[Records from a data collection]
⟨

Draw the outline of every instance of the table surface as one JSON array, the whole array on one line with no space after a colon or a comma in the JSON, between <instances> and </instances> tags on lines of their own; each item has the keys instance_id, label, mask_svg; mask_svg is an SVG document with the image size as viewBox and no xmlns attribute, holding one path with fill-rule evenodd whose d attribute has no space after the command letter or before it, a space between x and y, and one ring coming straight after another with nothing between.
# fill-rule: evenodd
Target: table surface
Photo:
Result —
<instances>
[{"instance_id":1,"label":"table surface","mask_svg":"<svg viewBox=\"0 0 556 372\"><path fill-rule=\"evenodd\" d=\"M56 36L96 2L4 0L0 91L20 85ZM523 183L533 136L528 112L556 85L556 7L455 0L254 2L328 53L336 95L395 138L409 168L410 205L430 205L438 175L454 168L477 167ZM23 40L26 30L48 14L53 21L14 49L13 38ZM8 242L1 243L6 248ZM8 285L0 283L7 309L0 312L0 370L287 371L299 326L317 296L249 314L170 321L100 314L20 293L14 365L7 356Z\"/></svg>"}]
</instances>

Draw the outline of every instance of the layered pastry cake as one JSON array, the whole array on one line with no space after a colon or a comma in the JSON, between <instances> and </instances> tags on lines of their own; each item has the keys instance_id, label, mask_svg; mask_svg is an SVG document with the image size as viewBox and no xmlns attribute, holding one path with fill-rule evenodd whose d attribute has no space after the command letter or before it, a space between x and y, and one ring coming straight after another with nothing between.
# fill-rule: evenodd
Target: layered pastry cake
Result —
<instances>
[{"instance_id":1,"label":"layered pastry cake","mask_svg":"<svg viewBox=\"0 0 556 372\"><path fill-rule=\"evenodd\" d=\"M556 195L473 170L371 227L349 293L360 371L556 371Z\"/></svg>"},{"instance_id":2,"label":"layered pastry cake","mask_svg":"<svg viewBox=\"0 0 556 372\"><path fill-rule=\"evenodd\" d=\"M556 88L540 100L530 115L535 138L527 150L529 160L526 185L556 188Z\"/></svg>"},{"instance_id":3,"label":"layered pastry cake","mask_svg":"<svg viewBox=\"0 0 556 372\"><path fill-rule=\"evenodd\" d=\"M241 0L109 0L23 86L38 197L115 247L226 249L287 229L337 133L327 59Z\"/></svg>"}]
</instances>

⟩

Select each line of the items above that contains the word "Target" and copy it out, treating uppercase and lowercase as different.

▸ **Exercise solution**:
Target: table surface
Target: layered pastry cake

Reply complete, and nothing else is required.